Reproduce the listing word for word from its start through the line that contains "84 74 L 84 79", with both ends included, and leave out the pictures.

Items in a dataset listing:
** START **
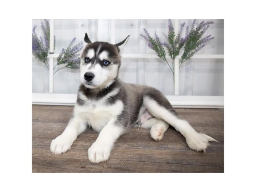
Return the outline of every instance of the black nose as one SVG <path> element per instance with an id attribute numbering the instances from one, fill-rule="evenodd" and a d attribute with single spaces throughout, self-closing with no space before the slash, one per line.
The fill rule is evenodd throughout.
<path id="1" fill-rule="evenodd" d="M 84 74 L 84 79 L 90 81 L 94 77 L 94 74 L 91 72 L 86 72 Z"/>

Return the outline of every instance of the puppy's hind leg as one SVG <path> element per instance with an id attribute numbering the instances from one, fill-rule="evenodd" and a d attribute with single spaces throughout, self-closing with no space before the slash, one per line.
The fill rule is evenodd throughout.
<path id="1" fill-rule="evenodd" d="M 168 129 L 169 125 L 162 120 L 153 118 L 148 120 L 141 125 L 143 128 L 150 129 L 150 135 L 156 141 L 163 139 L 163 134 Z"/>
<path id="2" fill-rule="evenodd" d="M 158 94 L 157 97 L 154 99 L 152 97 L 145 95 L 143 105 L 154 116 L 167 122 L 180 132 L 186 138 L 191 148 L 198 151 L 205 152 L 209 141 L 217 141 L 205 134 L 198 133 L 187 121 L 179 118 L 164 96 Z"/>

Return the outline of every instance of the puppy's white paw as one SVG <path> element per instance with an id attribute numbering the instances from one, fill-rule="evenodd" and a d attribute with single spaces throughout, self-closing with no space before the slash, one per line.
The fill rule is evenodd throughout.
<path id="1" fill-rule="evenodd" d="M 189 146 L 197 151 L 204 151 L 205 153 L 209 145 L 209 141 L 216 141 L 214 139 L 205 134 L 195 131 L 188 134 L 186 140 Z"/>
<path id="2" fill-rule="evenodd" d="M 163 125 L 157 123 L 152 126 L 150 129 L 150 135 L 156 141 L 160 141 L 163 137 L 165 128 Z"/>
<path id="3" fill-rule="evenodd" d="M 67 134 L 62 134 L 56 137 L 51 143 L 51 151 L 54 154 L 64 153 L 70 149 L 76 137 Z"/>
<path id="4" fill-rule="evenodd" d="M 100 142 L 96 141 L 88 150 L 88 157 L 92 163 L 106 161 L 109 157 L 111 147 Z"/>

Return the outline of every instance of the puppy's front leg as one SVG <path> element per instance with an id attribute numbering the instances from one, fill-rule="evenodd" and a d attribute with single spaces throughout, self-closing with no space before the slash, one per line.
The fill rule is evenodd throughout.
<path id="1" fill-rule="evenodd" d="M 106 161 L 116 140 L 123 133 L 123 129 L 111 119 L 103 128 L 96 141 L 88 150 L 89 160 L 92 163 Z"/>
<path id="2" fill-rule="evenodd" d="M 51 151 L 55 154 L 65 153 L 70 148 L 77 136 L 86 128 L 85 122 L 79 117 L 73 117 L 64 131 L 51 143 Z"/>

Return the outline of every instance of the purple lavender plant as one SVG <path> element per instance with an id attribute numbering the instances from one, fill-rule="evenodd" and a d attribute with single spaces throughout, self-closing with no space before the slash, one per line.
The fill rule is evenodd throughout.
<path id="1" fill-rule="evenodd" d="M 214 23 L 213 21 L 202 21 L 195 28 L 195 19 L 193 21 L 190 30 L 188 26 L 186 27 L 185 36 L 181 37 L 185 23 L 180 24 L 179 32 L 176 35 L 172 20 L 169 20 L 168 34 L 167 35 L 164 34 L 167 42 L 163 43 L 161 42 L 156 33 L 155 33 L 154 38 L 150 36 L 145 29 L 144 30 L 145 35 L 140 34 L 148 42 L 148 47 L 155 51 L 158 57 L 166 62 L 173 75 L 174 60 L 176 57 L 180 54 L 183 48 L 184 51 L 179 61 L 179 67 L 181 67 L 183 63 L 190 59 L 195 53 L 203 48 L 207 43 L 213 39 L 210 35 L 203 37 L 210 25 Z M 172 59 L 172 67 L 171 67 L 166 58 L 163 47 L 166 48 L 169 55 Z"/>
<path id="2" fill-rule="evenodd" d="M 41 22 L 41 28 L 43 33 L 43 37 L 38 38 L 35 32 L 36 26 L 33 28 L 32 32 L 32 53 L 38 60 L 44 63 L 47 69 L 49 70 L 49 65 L 47 61 L 50 40 L 50 26 L 48 20 L 44 20 Z M 56 39 L 54 36 L 54 47 L 55 47 Z M 78 52 L 83 48 L 83 43 L 80 42 L 74 45 L 76 38 L 73 38 L 66 49 L 62 50 L 57 58 L 57 65 L 54 68 L 54 74 L 65 67 L 71 69 L 79 68 L 80 58 Z M 56 69 L 60 65 L 64 67 Z"/>

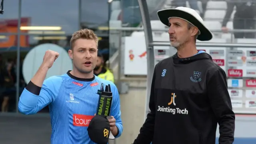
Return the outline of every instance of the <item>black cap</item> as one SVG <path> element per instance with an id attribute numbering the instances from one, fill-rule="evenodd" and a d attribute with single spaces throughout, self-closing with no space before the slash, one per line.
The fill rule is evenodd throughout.
<path id="1" fill-rule="evenodd" d="M 92 141 L 98 144 L 107 144 L 111 132 L 107 117 L 95 116 L 91 120 L 87 131 L 89 137 Z"/>

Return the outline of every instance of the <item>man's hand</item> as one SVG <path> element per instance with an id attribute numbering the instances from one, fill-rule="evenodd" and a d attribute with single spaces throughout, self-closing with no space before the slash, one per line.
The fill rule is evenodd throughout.
<path id="1" fill-rule="evenodd" d="M 112 118 L 108 119 L 109 122 L 109 124 L 110 126 L 110 130 L 111 132 L 113 132 L 114 130 L 116 127 L 116 119 L 114 118 L 114 116 L 111 116 Z"/>
<path id="2" fill-rule="evenodd" d="M 108 120 L 109 124 L 110 126 L 110 130 L 111 131 L 111 132 L 114 136 L 116 136 L 117 135 L 117 133 L 118 132 L 117 127 L 116 126 L 116 119 L 113 116 L 111 116 L 111 117 L 112 118 L 108 118 Z"/>
<path id="3" fill-rule="evenodd" d="M 55 60 L 59 57 L 58 53 L 51 50 L 47 50 L 45 52 L 42 66 L 43 67 L 50 68 Z"/>

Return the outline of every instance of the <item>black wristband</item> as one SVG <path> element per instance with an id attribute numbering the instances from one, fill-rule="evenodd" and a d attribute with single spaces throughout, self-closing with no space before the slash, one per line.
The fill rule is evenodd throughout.
<path id="1" fill-rule="evenodd" d="M 26 87 L 26 89 L 34 94 L 39 96 L 42 88 L 34 84 L 32 82 L 30 81 Z"/>

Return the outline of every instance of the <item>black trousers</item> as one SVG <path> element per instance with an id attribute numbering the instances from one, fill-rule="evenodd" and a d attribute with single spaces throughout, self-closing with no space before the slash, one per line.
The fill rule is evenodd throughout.
<path id="1" fill-rule="evenodd" d="M 238 19 L 234 18 L 233 27 L 236 29 L 254 29 L 255 20 L 252 19 Z M 235 38 L 255 38 L 255 32 L 234 32 Z"/>

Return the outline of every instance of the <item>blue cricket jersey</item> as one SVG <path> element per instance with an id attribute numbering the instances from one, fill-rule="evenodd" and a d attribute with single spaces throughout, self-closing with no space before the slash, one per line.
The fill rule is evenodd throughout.
<path id="1" fill-rule="evenodd" d="M 19 101 L 20 112 L 25 114 L 34 114 L 49 105 L 51 144 L 95 144 L 89 137 L 87 128 L 97 111 L 98 90 L 102 83 L 104 88 L 110 84 L 113 94 L 110 115 L 116 119 L 116 125 L 119 130 L 116 138 L 120 136 L 123 126 L 119 95 L 116 86 L 95 76 L 91 79 L 77 78 L 70 72 L 45 80 L 39 96 L 25 88 Z"/>

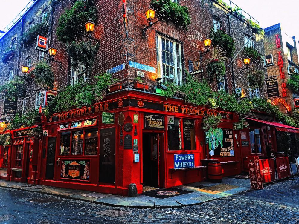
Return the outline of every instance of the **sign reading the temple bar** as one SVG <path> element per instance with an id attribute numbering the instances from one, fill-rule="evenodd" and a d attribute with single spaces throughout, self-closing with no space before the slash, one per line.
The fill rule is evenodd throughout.
<path id="1" fill-rule="evenodd" d="M 33 131 L 33 128 L 28 128 L 24 130 L 16 131 L 13 132 L 13 136 L 15 137 L 28 136 Z"/>
<path id="2" fill-rule="evenodd" d="M 266 84 L 268 98 L 277 97 L 279 96 L 277 79 L 276 78 L 270 78 L 270 79 L 268 79 L 267 80 Z"/>
<path id="3" fill-rule="evenodd" d="M 89 180 L 89 161 L 62 160 L 61 173 L 60 178 Z"/>
<path id="4" fill-rule="evenodd" d="M 294 105 L 296 107 L 299 107 L 299 98 L 294 99 Z"/>
<path id="5" fill-rule="evenodd" d="M 273 56 L 272 54 L 266 55 L 265 58 L 265 67 L 269 67 L 274 65 L 274 63 L 273 62 Z"/>
<path id="6" fill-rule="evenodd" d="M 114 114 L 103 112 L 102 114 L 102 122 L 103 124 L 114 124 Z"/>
<path id="7" fill-rule="evenodd" d="M 17 101 L 12 101 L 6 97 L 4 99 L 3 113 L 4 114 L 16 115 L 17 113 Z"/>
<path id="8" fill-rule="evenodd" d="M 145 128 L 164 129 L 164 116 L 144 113 Z"/>
<path id="9" fill-rule="evenodd" d="M 194 167 L 194 154 L 175 154 L 175 169 Z"/>
<path id="10" fill-rule="evenodd" d="M 209 148 L 210 156 L 234 156 L 233 130 L 218 128 L 210 132 Z"/>
<path id="11" fill-rule="evenodd" d="M 47 53 L 48 52 L 47 50 L 46 37 L 44 37 L 39 35 L 37 36 L 37 42 L 35 50 L 45 53 Z"/>

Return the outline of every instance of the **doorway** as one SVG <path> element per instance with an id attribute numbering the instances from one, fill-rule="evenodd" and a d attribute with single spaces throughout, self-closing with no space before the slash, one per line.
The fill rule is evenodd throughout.
<path id="1" fill-rule="evenodd" d="M 163 133 L 144 133 L 143 138 L 143 183 L 152 187 L 164 188 Z"/>

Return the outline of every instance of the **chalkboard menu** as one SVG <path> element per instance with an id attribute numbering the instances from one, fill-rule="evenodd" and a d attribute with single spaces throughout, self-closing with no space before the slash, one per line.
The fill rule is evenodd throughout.
<path id="1" fill-rule="evenodd" d="M 195 149 L 195 132 L 194 120 L 183 119 L 183 136 L 184 150 Z"/>

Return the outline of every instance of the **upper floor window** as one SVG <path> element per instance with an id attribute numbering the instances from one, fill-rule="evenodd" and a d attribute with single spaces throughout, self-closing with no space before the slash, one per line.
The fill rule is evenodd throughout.
<path id="1" fill-rule="evenodd" d="M 11 43 L 10 45 L 10 48 L 12 49 L 15 49 L 17 46 L 17 38 L 15 37 L 11 40 Z"/>
<path id="2" fill-rule="evenodd" d="M 26 63 L 26 65 L 28 67 L 31 67 L 31 57 L 29 57 L 27 59 L 27 62 Z"/>
<path id="3" fill-rule="evenodd" d="M 157 60 L 163 82 L 180 85 L 182 83 L 181 44 L 157 35 Z"/>
<path id="4" fill-rule="evenodd" d="M 292 61 L 292 58 L 291 56 L 291 49 L 289 47 L 287 47 L 286 51 L 288 54 L 288 59 L 290 60 L 290 61 Z"/>
<path id="5" fill-rule="evenodd" d="M 42 22 L 43 22 L 47 16 L 48 15 L 48 13 L 47 11 L 47 8 L 46 8 L 42 12 Z"/>
<path id="6" fill-rule="evenodd" d="M 9 81 L 11 81 L 13 79 L 13 69 L 9 70 Z"/>
<path id="7" fill-rule="evenodd" d="M 245 43 L 244 43 L 245 44 L 246 44 L 246 43 L 247 43 L 247 42 L 248 41 L 248 40 L 250 38 L 248 37 L 246 35 L 244 35 L 244 39 L 245 40 Z M 245 46 L 246 47 L 253 47 L 253 49 L 254 49 L 254 43 L 253 42 L 253 40 L 252 39 L 252 38 L 251 38 L 251 39 L 250 39 L 250 40 L 249 41 L 249 42 L 248 43 L 247 43 L 247 44 L 246 44 Z"/>
<path id="8" fill-rule="evenodd" d="M 71 69 L 71 84 L 74 85 L 81 79 L 85 80 L 85 68 L 83 65 L 79 65 L 78 68 L 72 66 Z"/>
<path id="9" fill-rule="evenodd" d="M 213 22 L 214 23 L 214 31 L 216 32 L 217 30 L 220 29 L 220 21 L 214 19 L 213 20 Z"/>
** END **
* THE RESPONSE *
Return the outline of every instance of the black nose as one SVG <path> element per instance with an id attribute numbering the instances from one, fill-rule="evenodd" and a d attribute with single spaces throughout, self-closing with no space before the slash, one per line.
The fill rule is evenodd throughout.
<path id="1" fill-rule="evenodd" d="M 84 74 L 84 79 L 90 81 L 94 77 L 94 74 L 91 72 L 86 72 Z"/>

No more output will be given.